- _Exercise brief_: Each line below must be printed again exactly.
##### Exercise inputs
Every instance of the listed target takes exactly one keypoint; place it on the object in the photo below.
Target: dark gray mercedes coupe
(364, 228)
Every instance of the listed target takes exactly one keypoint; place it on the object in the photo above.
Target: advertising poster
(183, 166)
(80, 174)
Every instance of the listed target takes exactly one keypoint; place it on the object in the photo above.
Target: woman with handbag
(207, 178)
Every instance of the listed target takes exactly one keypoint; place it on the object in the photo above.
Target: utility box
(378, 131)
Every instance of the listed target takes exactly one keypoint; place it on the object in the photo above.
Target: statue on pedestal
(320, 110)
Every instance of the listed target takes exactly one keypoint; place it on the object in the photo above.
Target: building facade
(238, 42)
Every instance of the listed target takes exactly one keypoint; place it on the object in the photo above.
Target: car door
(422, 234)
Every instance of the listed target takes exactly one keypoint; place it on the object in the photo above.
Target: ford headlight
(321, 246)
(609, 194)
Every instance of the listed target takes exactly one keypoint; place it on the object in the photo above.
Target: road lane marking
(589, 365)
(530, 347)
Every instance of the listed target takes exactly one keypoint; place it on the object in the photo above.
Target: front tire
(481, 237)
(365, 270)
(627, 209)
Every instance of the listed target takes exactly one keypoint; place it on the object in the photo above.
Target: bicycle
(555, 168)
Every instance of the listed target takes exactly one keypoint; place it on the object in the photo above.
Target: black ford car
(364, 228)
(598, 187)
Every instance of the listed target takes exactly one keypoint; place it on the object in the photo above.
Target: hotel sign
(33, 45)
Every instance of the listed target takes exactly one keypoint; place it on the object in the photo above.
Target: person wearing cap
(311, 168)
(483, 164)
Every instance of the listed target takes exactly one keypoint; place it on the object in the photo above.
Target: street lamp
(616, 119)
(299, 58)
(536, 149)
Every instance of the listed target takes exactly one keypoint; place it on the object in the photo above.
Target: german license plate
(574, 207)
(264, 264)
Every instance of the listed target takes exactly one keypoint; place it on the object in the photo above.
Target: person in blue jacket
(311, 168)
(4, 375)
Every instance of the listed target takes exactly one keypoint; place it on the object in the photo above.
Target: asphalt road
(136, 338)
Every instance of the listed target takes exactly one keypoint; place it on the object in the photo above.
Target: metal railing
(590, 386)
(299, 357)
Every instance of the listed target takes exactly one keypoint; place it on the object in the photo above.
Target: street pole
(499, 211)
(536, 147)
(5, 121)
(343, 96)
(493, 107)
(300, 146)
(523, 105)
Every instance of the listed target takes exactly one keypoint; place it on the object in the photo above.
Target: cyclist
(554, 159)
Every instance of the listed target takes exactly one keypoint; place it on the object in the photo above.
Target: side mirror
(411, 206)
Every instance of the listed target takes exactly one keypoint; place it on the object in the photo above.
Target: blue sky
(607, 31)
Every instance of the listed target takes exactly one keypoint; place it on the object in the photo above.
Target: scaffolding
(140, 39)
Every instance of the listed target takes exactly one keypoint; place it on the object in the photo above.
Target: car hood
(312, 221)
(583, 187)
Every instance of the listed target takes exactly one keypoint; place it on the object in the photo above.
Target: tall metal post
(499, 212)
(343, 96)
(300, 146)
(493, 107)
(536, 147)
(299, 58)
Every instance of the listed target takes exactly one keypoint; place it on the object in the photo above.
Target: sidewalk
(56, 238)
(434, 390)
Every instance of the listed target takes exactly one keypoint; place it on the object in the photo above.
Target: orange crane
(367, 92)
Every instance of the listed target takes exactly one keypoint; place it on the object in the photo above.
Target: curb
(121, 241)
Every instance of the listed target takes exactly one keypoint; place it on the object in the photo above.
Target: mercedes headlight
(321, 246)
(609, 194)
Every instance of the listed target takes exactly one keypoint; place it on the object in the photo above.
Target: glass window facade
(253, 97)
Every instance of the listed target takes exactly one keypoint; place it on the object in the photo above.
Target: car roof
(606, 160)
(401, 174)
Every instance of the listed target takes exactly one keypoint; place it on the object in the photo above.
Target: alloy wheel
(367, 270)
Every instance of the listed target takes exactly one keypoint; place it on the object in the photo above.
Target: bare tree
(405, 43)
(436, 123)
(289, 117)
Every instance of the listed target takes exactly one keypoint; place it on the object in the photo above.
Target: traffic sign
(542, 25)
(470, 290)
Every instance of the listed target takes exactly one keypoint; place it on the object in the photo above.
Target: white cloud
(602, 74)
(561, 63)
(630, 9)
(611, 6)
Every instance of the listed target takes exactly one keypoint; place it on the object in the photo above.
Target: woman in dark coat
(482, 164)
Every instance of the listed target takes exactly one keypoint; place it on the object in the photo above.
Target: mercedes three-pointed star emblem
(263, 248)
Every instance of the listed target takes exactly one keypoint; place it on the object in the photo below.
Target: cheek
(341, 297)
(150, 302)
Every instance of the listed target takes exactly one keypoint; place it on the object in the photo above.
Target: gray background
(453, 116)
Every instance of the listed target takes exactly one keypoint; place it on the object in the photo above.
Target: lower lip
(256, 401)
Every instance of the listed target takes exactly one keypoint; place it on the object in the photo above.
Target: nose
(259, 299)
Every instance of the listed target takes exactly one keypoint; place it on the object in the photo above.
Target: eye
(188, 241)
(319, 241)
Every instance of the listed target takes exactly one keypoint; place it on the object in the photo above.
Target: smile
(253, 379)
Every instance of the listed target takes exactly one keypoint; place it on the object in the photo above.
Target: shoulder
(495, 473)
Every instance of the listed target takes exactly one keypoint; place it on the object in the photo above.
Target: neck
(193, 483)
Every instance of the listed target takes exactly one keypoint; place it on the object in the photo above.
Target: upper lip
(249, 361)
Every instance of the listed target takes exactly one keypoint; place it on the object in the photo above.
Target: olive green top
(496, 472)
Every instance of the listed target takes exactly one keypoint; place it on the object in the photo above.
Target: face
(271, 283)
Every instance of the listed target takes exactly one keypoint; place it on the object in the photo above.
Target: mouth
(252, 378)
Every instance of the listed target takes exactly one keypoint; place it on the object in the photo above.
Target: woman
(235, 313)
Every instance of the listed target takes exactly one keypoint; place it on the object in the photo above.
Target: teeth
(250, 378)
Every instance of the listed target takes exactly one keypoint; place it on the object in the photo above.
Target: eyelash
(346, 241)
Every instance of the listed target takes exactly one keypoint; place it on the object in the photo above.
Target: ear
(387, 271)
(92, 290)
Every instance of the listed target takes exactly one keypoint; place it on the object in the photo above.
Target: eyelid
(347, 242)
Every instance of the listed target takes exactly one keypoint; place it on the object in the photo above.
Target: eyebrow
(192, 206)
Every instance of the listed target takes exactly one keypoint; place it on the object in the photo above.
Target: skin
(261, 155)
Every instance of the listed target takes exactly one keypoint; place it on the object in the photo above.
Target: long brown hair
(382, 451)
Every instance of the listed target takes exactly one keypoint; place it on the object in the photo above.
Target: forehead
##########
- _Written solution_:
Every instance of the listed target takes exactly one keypoint; place it on the object in the photo below.
Target: dark gray mercedes coupe
(364, 228)
Every instance of the listed target takes exactly one keypoint; place it on the object in the photo above.
Target: advertising poster
(183, 166)
(80, 174)
Every instance of the listed target takes exactly one keypoint; place it on the object in the photo above.
Target: woman with handbag
(207, 178)
Every instance of the listed target takes exactly one keypoint; place it on the object in the photo above.
Target: utility box
(378, 131)
Every instance of the listed target takes exactly one keypoint; place it on the object in the photo above.
Target: statue on pedestal
(320, 110)
Every instance of the listed target takes exactly one keypoint; place it on the object in the photo above.
Target: building facade
(238, 42)
Every instance of the listed target takes exactly one keypoint; place it on the object in the photo above.
Target: car door
(422, 234)
Every instance of the listed target takes exactly one keypoint; place it on the object in the photo above.
Target: ford headlight
(321, 246)
(609, 194)
Every instance of the listed target takes exactly one keypoint; place it on the object in the photo above.
Target: road lane marking
(589, 365)
(530, 347)
Every instance of the listed target takes exactly one keypoint; place it on the object in the photo above.
Target: front tire
(481, 237)
(365, 270)
(627, 209)
Every instance of the listed target takes exactly one keypoint; place it on the object in the photo above.
Target: bicycle
(555, 168)
Every instance of the listed target takes exactly one keypoint; place it on the object in the photo above.
Target: black ford car
(364, 228)
(598, 187)
Every instance of the listed target takes exactly one keypoint; place it on the object in the photo above.
Target: hotel sign
(33, 45)
Every instance of the listed target takes exactly one keypoint; place it on the object in the photo above.
Target: person wearing cap
(311, 168)
(483, 164)
Every instance of the listed target takes exactly one keypoint; place it on the object in the photo above.
Target: street lamp
(616, 119)
(299, 58)
(536, 149)
Every instance of the listed target takes exactly one keypoint; place it on the object in the photo above.
Target: german license plate
(574, 207)
(264, 264)
Every instance of the listed target takes exactly one keypoint; place it on the object in the photo above.
Target: person in blue jacket
(311, 168)
(4, 375)
Every instance of the listed target takes exactly one keypoint; place it on the object in the photo above.
Target: asphalt road
(136, 338)
Every instance of the listed target takes exactly one keypoint; place it on the object in the photo above.
Target: metal railing
(590, 386)
(299, 357)
Every instance of the listed target takes exactly one keypoint; place it on the object in the photo above.
Target: street pole
(499, 211)
(536, 147)
(5, 121)
(343, 96)
(493, 107)
(300, 146)
(523, 105)
Every instance of the listed target takes exactly one keypoint; place it on the object in the photo above.
Target: cyclist
(554, 159)
Every instance of the listed target takes exactly one keypoint; place it on the object in the photo above.
Target: side mirror
(411, 206)
Every instance of the listed target takes exactly one keypoint; place it on the object in the photo above.
Target: blue sky
(607, 31)
Every instance of the listed target takes exactly one keypoint; place it on the object in the photo above.
Target: scaffolding
(140, 39)
Every instance of the listed target takes exactly one keypoint; place it on the object in the photo above.
Target: car hood
(312, 221)
(583, 187)
Every instance of the listed target takes exactly one keypoint; place it on the object in the photo above.
Target: tall metal post
(499, 212)
(343, 96)
(300, 146)
(493, 107)
(536, 147)
(299, 58)
Every instance of the listed target takes exactly one keypoint; place it on the object in the photo above.
Target: sidewalk
(56, 238)
(434, 390)
Every instance of the listed target takes exactly one keypoint; place it on the object in the photo above.
Target: orange crane
(367, 92)
Every instance of the listed target takes exactly one keypoint; place it on the object in the photo above.
Target: curb
(121, 241)
Every instance of the listed target takes exactly one keypoint; place it on the object in the photo above.
Target: mercedes headlight
(321, 246)
(609, 194)
Every instance of the listed target takes exactly one keypoint; place it on the object in the photo above.
Target: glass window facade
(253, 97)
Every instance of the listed target takes exactly one keypoint; place it on the object in the photo above.
Target: car roof
(606, 160)
(401, 174)
Every instance of the listed target takes exactly one keypoint; place it on the object in the photo above.
Target: alloy wheel
(367, 270)
Every instance of the listed target takes exactly one keypoint; place it on the object in the photo above.
Target: bare tree
(405, 43)
(436, 123)
(289, 117)
Every instance of the listed target takes exactly one keypoint; place it on the object in the photo above.
Target: traffic sign
(542, 25)
(470, 290)
Every instance of the listed target takes exactly one keypoint; place it on the object in the photo above.
Target: white cloud
(602, 74)
(561, 63)
(630, 9)
(611, 6)
Every instance of the listed target takes exactly one keypoint; place it on the object in the photo above.
Target: woman in dark coat
(482, 164)
Every instance of the listed target takes exactly one keypoint; place it on the object in the photo above.
Target: mercedes three-pointed star emblem
(263, 248)
Every instance of the listed target takes exactly one keypoint; place it on the object in the photo below.
Target: cheek
(341, 297)
(150, 302)
Every instance of the listed target takes exactly one keypoint; place it on the object in the photo above.
Target: gray background
(453, 116)
Every instance of the listed target takes exactly one keypoint; place it on the object in the photo above.
Target: lower lip
(256, 401)
Every instance of the listed target takes exactly one keypoint; place it on the object in the photo above.
Target: nose
(259, 299)
Every instance of the listed target takes exactly one keypoint; place it on the object in the photo above.
Target: eye
(188, 241)
(319, 241)
Every instance of the listed target takes exactly one keypoint; place it on the object in the photo above.
Target: smile
(253, 379)
Every instance of the listed target takes exactly one keypoint; place it on the object in the photo above.
Target: shoulder
(495, 473)
Every instance of the listed target takes exactly one keypoint; place it on the object in the photo above.
Target: neck
(193, 483)
Every instance of the listed target takes exactly one keypoint; place it on the object in the photo above.
Target: upper lip
(249, 361)
Every instance of the listed target takes exactly one keypoint; place it on the object in the photo above.
Target: olive green top
(496, 472)
Every instance of the listed target takes exactly one keypoint; place it on the object in the photo above.
Target: face
(271, 283)
Every instance of the listed target takes exactly one keypoint; place it on the object in the photo above.
Target: mouth
(252, 378)
Every instance of the listed target takes exactly one keypoint; place it on the object in the photo above.
Target: woman
(235, 313)
Every instance of the listed target takes exactly one keypoint; place it on the object in the photo above.
Target: teeth
(250, 378)
Every instance of the listed target takes exactly one keypoint; place it on the object in the photo above.
Target: eyelash
(346, 241)
Every instance of the listed target takes exactly one keypoint; place it on the object in the photo above.
Target: ear
(387, 271)
(92, 290)
Every instance of the listed target takes exactly one keypoint; place it on the object in the photo above.
Target: eyelid
(347, 242)
Every instance of the listed target takes exactly one keypoint; place it on the object in the photo above.
Target: eyebrow
(192, 206)
Every instance of the listed target takes exactly one keypoint; place it on the object in the photo above.
Target: skin
(261, 155)
Every instance of the listed target takes exactly one keypoint; place it on the object in the photo above.
Target: long brown hair
(382, 451)
Every instance of the listed target takes exactly one keypoint; place it on the object in the photo above.
Target: forehead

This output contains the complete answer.